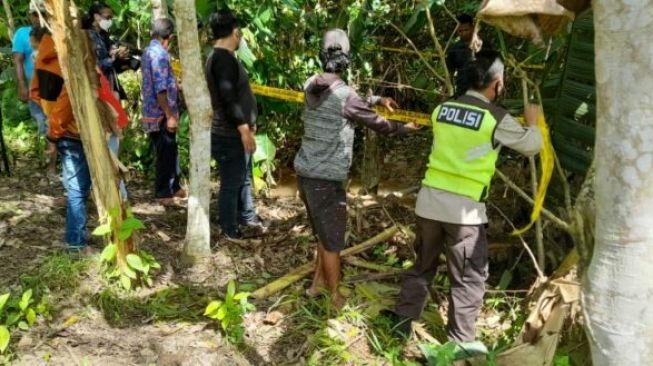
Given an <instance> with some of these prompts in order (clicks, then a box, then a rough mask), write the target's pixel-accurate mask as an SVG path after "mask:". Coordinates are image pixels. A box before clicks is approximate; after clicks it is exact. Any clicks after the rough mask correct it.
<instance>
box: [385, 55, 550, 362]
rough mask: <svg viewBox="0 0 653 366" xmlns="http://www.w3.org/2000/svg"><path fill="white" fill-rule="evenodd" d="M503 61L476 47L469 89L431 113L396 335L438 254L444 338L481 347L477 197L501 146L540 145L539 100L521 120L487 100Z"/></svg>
mask: <svg viewBox="0 0 653 366" xmlns="http://www.w3.org/2000/svg"><path fill="white" fill-rule="evenodd" d="M504 68H505V67H504V64H503V61H502V59H501V56H500V55H499V53H497V52H493V51H481V52H479V53H477V55H476V59H475V60H473V61H471V62H470V63H469V64H468V66H467V70H466V74H467V75H468V77H469V82H470V89H469V90H468V91H467V92H466V93H465V95H463V96H460V97H458V98H455V99H452V100H449V101H447V102H445V103H443V104H441V105H439V106H438V107H437V108H435V111H434V112H433V115H432V123H433V145H432V148H431V155H430V157H429V162H428V166H427V170H426V174H425V178H424V180H423V181H422V188H421V190H420V192H419V194H418V197H417V203H416V207H415V213H416V214H417V230H416V236H417V237H416V241H415V251H416V254H417V261H416V263H415V265H414V266H413V267H412V268H410V269H409V270H408V271H407V272H406V274H405V275H404V277H403V281H402V284H401V291H400V293H399V299H398V300H397V303H396V307H395V314H396V315H397V316H398V319H395V320H396V321H397V322H398V324H397V326H396V328H395V329H396V330H397V331H398V332H399V333H400V334H401V335H402V336H404V337H409V336H410V334H411V333H412V329H411V321H412V320H417V319H419V317H420V316H421V314H422V311H423V310H424V306H425V304H426V300H427V296H428V293H429V291H428V288H429V285H430V283H431V281H432V280H433V277H434V276H435V274H436V268H437V264H438V259H439V257H440V254H442V253H444V254H445V255H446V258H447V270H448V274H449V280H450V282H451V291H450V294H449V311H448V314H449V315H448V337H449V340H451V341H453V342H456V343H457V344H459V345H460V347H461V348H462V349H469V348H470V347H473V348H474V349H477V350H479V351H480V352H483V350H484V346H482V344H479V343H478V342H474V339H475V322H476V317H477V315H478V313H479V311H480V309H481V305H482V304H483V295H484V294H485V280H486V279H487V276H488V243H487V237H486V231H485V230H486V225H487V222H488V219H487V215H486V207H485V201H486V200H487V199H488V197H489V194H488V192H489V188H490V182H491V181H492V177H493V176H494V172H495V164H496V161H497V158H498V157H499V150H500V149H501V147H502V146H506V147H509V148H511V149H513V150H515V151H517V152H519V153H521V154H523V155H526V156H533V155H536V154H537V153H539V152H540V149H541V146H542V135H541V134H540V131H539V129H538V128H537V126H536V123H537V119H538V114H539V113H541V112H540V110H539V106H534V105H527V106H525V109H524V117H525V120H526V126H522V125H521V124H520V123H519V122H518V121H517V120H516V119H515V118H514V117H512V116H511V115H510V114H508V111H506V110H505V109H503V108H500V107H497V106H495V105H494V104H493V103H496V101H497V98H498V97H500V96H501V94H502V92H503V90H504V80H503V73H504Z"/></svg>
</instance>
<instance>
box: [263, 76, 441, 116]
mask: <svg viewBox="0 0 653 366" xmlns="http://www.w3.org/2000/svg"><path fill="white" fill-rule="evenodd" d="M251 87H252V91H253V92H254V94H256V95H261V96H265V97H269V98H274V99H279V100H285V101H288V102H294V103H303V102H304V93H302V92H298V91H294V90H287V89H279V88H272V87H269V86H263V85H258V84H251ZM374 109H375V110H376V112H377V113H378V114H379V115H381V116H383V117H385V118H387V119H391V120H393V121H399V122H405V123H411V122H412V123H415V124H418V125H423V126H429V125H430V124H431V116H430V115H428V114H426V113H419V112H412V111H405V110H401V109H396V110H395V111H394V113H390V112H389V111H388V110H387V109H385V108H383V107H375V108H374Z"/></svg>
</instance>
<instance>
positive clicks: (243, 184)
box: [211, 135, 256, 234]
mask: <svg viewBox="0 0 653 366" xmlns="http://www.w3.org/2000/svg"><path fill="white" fill-rule="evenodd" d="M211 155H212V156H213V159H215V161H216V162H217V163H218V171H219V173H220V192H219V194H218V215H219V220H218V223H219V224H220V228H222V231H224V232H225V233H227V234H234V233H236V232H237V231H238V225H239V224H246V223H248V222H252V221H254V220H255V219H256V212H255V210H254V199H253V198H252V161H251V156H250V154H248V153H246V152H245V148H244V147H243V143H242V141H241V140H240V137H222V136H217V135H212V136H211Z"/></svg>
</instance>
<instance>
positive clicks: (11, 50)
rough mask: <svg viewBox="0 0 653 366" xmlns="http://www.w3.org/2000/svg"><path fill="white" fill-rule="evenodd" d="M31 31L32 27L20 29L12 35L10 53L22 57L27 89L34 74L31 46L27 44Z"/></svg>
mask: <svg viewBox="0 0 653 366" xmlns="http://www.w3.org/2000/svg"><path fill="white" fill-rule="evenodd" d="M31 31H32V27H30V26H26V27H20V28H18V30H17V31H16V33H15V34H14V39H13V40H12V41H11V52H12V53H20V54H22V55H23V67H24V68H25V77H27V87H28V88H29V86H30V84H31V82H32V74H33V73H34V62H33V61H32V45H31V44H30V43H29V33H30V32H31Z"/></svg>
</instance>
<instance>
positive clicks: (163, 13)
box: [150, 0, 194, 20]
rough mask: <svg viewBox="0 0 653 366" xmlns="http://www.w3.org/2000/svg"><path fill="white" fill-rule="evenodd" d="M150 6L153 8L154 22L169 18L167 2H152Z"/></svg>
mask: <svg viewBox="0 0 653 366" xmlns="http://www.w3.org/2000/svg"><path fill="white" fill-rule="evenodd" d="M150 5H151V6H152V20H157V19H167V18H168V3H167V2H166V0H150ZM193 8H194V7H193Z"/></svg>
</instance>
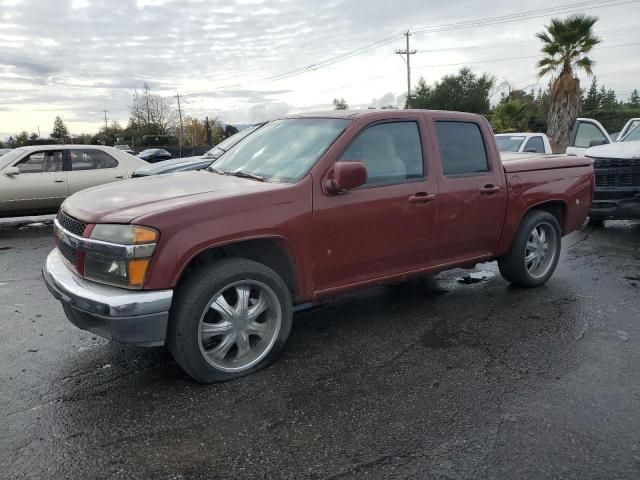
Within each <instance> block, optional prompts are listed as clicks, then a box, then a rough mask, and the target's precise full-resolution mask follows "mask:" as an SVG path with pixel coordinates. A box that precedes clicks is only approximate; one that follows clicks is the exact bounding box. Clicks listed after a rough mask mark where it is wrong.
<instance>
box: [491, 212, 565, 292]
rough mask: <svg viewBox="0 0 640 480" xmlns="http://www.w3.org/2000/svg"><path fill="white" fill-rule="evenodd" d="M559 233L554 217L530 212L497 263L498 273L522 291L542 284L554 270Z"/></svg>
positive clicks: (559, 251) (550, 214)
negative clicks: (510, 246)
mask: <svg viewBox="0 0 640 480" xmlns="http://www.w3.org/2000/svg"><path fill="white" fill-rule="evenodd" d="M560 237H561V231H560V225H559V224H558V220H557V219H556V217H554V216H553V215H551V214H550V213H549V212H545V211H542V210H532V211H530V212H529V213H527V215H526V216H525V217H524V219H523V220H522V223H521V224H520V227H519V228H518V231H517V232H516V235H515V237H514V239H513V243H512V244H511V248H510V249H509V252H508V253H507V254H506V255H505V256H504V257H501V258H499V259H498V267H499V268H500V273H501V274H502V276H503V277H504V278H505V280H507V281H508V282H510V283H513V284H514V285H518V286H521V287H527V288H531V287H538V286H540V285H542V284H544V283H545V282H546V281H547V280H549V278H550V277H551V275H552V274H553V272H554V271H555V269H556V266H557V264H558V259H559V258H560V248H561V240H560Z"/></svg>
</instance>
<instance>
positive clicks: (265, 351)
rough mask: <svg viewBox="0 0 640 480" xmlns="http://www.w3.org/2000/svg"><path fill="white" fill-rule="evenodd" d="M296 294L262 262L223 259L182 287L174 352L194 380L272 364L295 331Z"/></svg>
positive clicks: (168, 341)
mask: <svg viewBox="0 0 640 480" xmlns="http://www.w3.org/2000/svg"><path fill="white" fill-rule="evenodd" d="M292 312H293V308H292V302H291V294H290V293H289V289H288V288H287V286H286V285H285V283H284V281H283V280H282V279H281V278H280V276H279V275H278V274H277V273H275V272H274V271H273V270H271V269H270V268H268V267H266V266H265V265H262V264H261V263H258V262H254V261H252V260H246V259H241V258H228V259H222V260H218V261H216V262H214V263H211V264H208V265H207V266H205V267H202V268H201V269H200V270H197V271H196V272H195V273H193V274H192V275H190V276H189V277H187V278H186V279H185V280H184V281H183V282H182V283H181V285H180V287H179V289H178V292H177V295H176V299H175V301H174V305H173V306H172V309H171V318H170V322H169V331H168V345H169V350H170V351H171V353H172V354H173V356H174V358H175V360H176V362H178V365H180V366H181V367H182V368H183V370H184V371H185V372H187V373H188V374H189V375H190V376H191V377H192V378H193V379H194V380H196V381H198V382H201V383H215V382H222V381H226V380H231V379H233V378H237V377H242V376H244V375H248V374H250V373H253V372H255V371H257V370H260V369H261V368H264V367H266V366H267V365H269V364H270V363H272V362H273V361H274V360H275V359H276V357H277V356H278V354H279V353H280V351H281V350H282V348H283V346H284V344H285V342H286V340H287V338H288V336H289V332H290V331H291V323H292V316H293V313H292Z"/></svg>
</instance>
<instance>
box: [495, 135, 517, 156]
mask: <svg viewBox="0 0 640 480" xmlns="http://www.w3.org/2000/svg"><path fill="white" fill-rule="evenodd" d="M522 142H524V137H518V136H516V137H512V136H510V135H502V136H496V143H497V144H498V150H500V151H501V152H517V151H518V150H520V145H522Z"/></svg>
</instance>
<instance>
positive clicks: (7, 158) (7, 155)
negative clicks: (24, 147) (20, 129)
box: [0, 148, 26, 167]
mask: <svg viewBox="0 0 640 480" xmlns="http://www.w3.org/2000/svg"><path fill="white" fill-rule="evenodd" d="M25 152H26V150H23V149H21V148H14V149H13V150H10V151H9V152H7V153H5V154H4V155H2V157H0V167H4V166H5V165H8V164H9V163H11V162H13V161H14V160H15V159H16V158H18V157H19V156H20V155H22V154H23V153H25Z"/></svg>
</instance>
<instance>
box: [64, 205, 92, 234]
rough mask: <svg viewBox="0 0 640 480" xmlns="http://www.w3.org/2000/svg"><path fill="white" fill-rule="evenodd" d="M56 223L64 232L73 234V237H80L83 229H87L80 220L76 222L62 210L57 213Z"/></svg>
mask: <svg viewBox="0 0 640 480" xmlns="http://www.w3.org/2000/svg"><path fill="white" fill-rule="evenodd" d="M58 223H60V226H61V227H62V228H64V229H65V230H66V231H68V232H71V233H73V234H74V235H78V236H79V237H81V236H82V235H83V234H84V230H85V228H87V224H86V223H84V222H81V221H80V220H76V219H75V218H73V217H70V216H69V215H67V214H66V213H64V212H63V211H62V210H60V211H59V212H58Z"/></svg>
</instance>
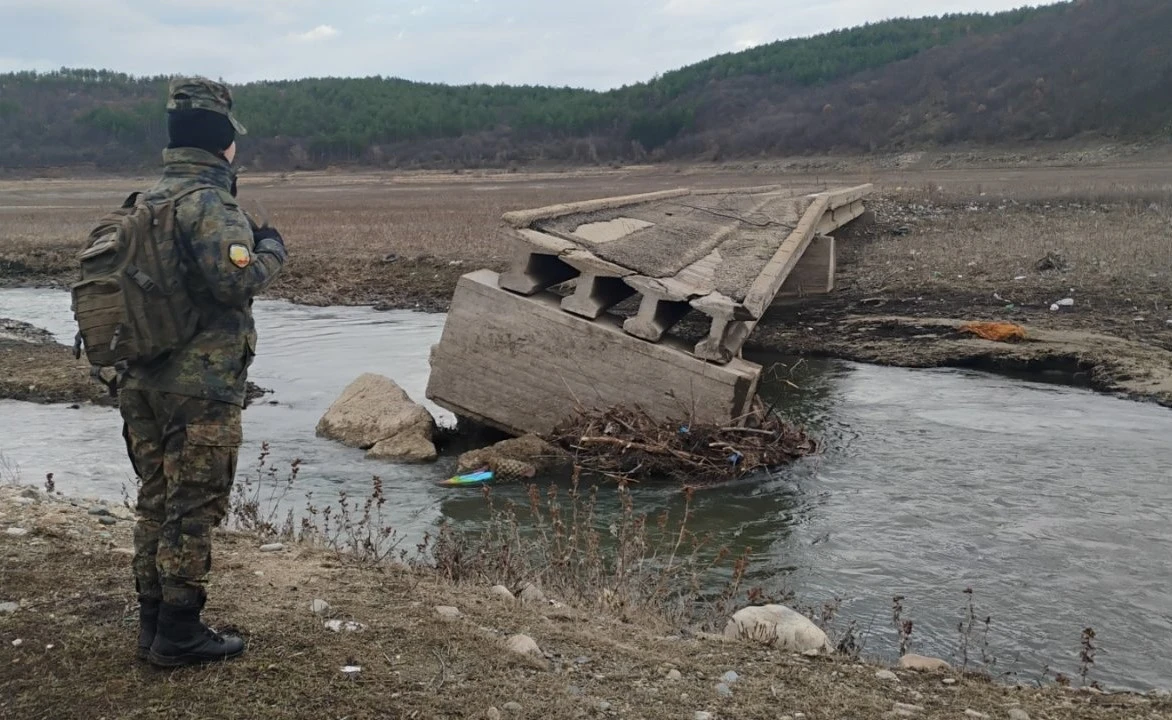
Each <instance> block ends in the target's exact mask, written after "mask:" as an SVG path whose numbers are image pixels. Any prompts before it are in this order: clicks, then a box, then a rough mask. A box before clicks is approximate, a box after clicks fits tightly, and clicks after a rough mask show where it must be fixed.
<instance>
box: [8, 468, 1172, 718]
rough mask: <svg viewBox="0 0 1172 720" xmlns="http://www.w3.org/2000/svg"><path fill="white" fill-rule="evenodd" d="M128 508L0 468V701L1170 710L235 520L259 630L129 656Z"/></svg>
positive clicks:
#####
Starting at the first line of the data, set down each line exactly until you have copied the line with "box: [385, 55, 550, 362]", but leave the pictures out.

### Result for this task
Given an <instance> with some of these prompts in order (clicks, then a box, then a rough mask), write the target's pixel-accurate mask as an SVG path after "mask:". Coordinates are image pixels. A box before clicks is approximate; after clicks it is exact. Any clicks after the rough mask correct it.
<instance>
box: [385, 55, 550, 362]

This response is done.